- [TASK]: Extract each line of the data below that contains the word "provide". Letter case must match.

- [DATA LINES]:
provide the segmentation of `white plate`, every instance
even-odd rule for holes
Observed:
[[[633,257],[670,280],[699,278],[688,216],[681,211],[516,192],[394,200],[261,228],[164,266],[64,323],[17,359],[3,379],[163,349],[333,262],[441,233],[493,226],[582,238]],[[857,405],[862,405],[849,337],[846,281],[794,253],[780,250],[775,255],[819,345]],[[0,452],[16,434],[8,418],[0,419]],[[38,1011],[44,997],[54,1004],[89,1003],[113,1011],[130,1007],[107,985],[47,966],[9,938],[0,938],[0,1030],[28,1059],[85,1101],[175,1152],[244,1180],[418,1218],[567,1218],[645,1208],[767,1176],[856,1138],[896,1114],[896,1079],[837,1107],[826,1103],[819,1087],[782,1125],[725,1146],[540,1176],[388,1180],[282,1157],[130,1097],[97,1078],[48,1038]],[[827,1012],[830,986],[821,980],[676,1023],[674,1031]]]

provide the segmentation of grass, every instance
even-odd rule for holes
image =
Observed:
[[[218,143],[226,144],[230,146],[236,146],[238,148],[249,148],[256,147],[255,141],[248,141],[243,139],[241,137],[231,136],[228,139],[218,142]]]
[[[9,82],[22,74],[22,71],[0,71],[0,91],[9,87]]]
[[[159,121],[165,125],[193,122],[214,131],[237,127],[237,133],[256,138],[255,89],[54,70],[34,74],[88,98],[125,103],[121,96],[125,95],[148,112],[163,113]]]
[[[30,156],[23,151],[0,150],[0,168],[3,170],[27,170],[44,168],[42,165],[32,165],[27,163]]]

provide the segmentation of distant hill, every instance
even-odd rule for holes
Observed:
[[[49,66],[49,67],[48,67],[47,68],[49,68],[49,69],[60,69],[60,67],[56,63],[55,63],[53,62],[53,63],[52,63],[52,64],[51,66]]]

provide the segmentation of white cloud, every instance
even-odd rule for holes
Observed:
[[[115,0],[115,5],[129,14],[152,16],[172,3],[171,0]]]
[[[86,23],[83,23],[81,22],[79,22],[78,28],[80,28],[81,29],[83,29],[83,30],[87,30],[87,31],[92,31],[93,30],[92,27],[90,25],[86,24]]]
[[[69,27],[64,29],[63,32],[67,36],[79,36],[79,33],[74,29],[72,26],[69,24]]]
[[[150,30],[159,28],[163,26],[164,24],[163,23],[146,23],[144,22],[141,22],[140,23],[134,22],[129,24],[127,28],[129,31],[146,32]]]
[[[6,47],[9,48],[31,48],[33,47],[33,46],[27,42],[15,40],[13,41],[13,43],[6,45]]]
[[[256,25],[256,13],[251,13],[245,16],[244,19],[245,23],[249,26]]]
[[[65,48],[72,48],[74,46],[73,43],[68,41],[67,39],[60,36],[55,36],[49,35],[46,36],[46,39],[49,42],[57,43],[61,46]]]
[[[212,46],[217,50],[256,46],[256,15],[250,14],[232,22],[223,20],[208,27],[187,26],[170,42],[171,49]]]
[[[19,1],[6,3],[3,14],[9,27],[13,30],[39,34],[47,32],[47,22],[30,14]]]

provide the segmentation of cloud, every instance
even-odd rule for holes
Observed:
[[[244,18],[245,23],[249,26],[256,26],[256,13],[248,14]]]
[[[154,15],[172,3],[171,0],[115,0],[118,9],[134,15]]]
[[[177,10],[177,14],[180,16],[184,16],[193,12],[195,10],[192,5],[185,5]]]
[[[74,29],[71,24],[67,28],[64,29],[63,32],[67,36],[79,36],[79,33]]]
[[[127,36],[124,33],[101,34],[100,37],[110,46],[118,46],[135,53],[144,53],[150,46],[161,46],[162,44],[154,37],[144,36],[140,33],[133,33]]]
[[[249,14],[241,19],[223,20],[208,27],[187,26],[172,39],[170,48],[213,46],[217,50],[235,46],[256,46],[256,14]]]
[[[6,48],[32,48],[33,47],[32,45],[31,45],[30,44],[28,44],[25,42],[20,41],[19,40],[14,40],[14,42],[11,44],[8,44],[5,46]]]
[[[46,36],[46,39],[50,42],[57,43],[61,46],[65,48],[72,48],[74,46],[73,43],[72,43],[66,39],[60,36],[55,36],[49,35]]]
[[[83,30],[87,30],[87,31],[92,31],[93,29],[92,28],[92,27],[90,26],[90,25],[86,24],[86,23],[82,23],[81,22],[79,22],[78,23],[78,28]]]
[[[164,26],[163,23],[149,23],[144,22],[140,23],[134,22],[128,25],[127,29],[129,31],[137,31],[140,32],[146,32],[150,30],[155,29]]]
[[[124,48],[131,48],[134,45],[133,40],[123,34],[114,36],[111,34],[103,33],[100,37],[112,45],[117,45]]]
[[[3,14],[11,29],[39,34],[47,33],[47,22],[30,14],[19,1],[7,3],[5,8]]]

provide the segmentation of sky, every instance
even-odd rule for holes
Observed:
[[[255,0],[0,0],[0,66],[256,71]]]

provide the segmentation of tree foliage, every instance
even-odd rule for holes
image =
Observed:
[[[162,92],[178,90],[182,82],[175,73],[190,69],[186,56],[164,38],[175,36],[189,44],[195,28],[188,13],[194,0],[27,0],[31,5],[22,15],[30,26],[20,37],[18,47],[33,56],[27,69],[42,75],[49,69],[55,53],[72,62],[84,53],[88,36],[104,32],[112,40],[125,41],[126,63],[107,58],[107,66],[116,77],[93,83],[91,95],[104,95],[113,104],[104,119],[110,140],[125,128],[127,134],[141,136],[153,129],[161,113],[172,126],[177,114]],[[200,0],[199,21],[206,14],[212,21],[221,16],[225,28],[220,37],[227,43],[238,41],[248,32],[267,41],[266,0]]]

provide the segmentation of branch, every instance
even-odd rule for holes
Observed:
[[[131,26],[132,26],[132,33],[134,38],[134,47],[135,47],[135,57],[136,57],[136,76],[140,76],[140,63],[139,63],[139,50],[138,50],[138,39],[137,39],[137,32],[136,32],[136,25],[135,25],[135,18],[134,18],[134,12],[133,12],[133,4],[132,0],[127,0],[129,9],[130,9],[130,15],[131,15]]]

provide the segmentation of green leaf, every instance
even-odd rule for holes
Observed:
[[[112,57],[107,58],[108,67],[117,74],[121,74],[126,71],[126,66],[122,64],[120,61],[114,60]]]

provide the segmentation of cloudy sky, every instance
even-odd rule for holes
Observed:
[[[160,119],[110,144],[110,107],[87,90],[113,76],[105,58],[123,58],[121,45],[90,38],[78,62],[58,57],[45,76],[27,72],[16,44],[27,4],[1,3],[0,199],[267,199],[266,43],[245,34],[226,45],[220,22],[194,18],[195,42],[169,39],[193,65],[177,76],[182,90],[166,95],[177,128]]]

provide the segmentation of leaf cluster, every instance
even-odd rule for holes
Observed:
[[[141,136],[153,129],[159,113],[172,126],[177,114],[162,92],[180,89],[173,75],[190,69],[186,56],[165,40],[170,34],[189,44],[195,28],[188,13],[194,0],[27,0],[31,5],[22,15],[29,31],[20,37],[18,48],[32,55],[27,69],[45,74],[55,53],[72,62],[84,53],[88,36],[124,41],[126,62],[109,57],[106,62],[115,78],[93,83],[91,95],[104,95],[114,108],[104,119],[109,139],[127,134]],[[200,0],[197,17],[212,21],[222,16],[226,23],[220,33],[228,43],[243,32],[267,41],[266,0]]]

- [SOLUTION TO THE PROBLEM]:
provide the segmentation of `white plate`, every instance
provide the segmentation of grass, every instance
provide the segmentation of distant hill, every instance
provide the segmentation of white cloud, every instance
provide the segmentation of cloud, every instance
provide the segmentation of sky, every instance
provide the segmentation of tree foliage, every instance
provide the segmentation of branch, every instance
provide the segmentation of green leaf, every instance
provide the segmentation of cloudy sky, every instance
provide the segmentation of leaf cluster, every instance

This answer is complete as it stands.